◆ What you have to do ◆
Rewrite the records starting at the line containing "Where can you find the dark" and ending at the end of the records, with "snowboard boot" replaced by "ski boot" and everything else left unchanged.

◆ Dataset records ◆
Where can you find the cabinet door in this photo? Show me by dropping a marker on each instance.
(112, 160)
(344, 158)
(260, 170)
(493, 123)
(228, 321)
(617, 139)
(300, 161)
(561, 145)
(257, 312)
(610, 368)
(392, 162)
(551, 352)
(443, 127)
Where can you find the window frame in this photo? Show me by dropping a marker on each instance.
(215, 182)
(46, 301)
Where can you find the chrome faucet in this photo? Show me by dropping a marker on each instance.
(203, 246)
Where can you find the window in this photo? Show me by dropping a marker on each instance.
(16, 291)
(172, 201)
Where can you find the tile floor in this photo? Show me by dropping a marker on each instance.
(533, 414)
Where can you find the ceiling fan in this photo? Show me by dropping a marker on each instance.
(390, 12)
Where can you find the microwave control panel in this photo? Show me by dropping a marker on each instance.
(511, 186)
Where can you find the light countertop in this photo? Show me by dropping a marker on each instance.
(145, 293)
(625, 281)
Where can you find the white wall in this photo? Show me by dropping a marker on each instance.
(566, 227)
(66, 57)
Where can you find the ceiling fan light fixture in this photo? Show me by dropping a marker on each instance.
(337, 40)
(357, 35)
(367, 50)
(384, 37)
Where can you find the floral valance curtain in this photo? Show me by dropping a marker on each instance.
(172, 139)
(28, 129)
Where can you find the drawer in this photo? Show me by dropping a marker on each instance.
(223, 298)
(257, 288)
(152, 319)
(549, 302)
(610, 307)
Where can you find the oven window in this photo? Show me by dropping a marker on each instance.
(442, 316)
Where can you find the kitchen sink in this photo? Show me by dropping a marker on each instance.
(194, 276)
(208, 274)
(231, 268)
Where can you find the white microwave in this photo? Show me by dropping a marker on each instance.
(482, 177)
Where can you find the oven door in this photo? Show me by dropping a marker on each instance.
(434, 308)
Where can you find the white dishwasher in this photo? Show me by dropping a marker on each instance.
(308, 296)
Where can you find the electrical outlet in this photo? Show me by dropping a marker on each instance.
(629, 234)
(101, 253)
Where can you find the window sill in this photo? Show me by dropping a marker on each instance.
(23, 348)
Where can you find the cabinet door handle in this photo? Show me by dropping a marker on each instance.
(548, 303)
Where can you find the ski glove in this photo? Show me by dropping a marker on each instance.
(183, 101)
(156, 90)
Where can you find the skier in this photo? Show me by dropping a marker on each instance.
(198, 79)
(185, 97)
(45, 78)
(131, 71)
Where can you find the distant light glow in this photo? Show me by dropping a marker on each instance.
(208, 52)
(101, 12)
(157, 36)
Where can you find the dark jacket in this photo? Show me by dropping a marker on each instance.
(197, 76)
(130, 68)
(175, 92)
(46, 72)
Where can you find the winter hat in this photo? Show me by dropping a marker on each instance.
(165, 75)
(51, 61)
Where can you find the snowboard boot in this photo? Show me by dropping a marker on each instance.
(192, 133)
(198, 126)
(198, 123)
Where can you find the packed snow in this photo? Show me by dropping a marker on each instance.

◆ The result ◆
Where can you find the dark jacket in this photo? Show me by dropping a marker on each instance.
(197, 76)
(130, 68)
(175, 92)
(46, 72)
Where can you find the winter hat in this photo? Show me by dropping a marker on each instance.
(165, 75)
(51, 61)
Where can you find the ski boot in this photo? Show me by dropping a marker on each instance.
(192, 133)
(198, 126)
(198, 123)
Where can you find the packed snow in this photo? Show me by dropping a marker on each instance.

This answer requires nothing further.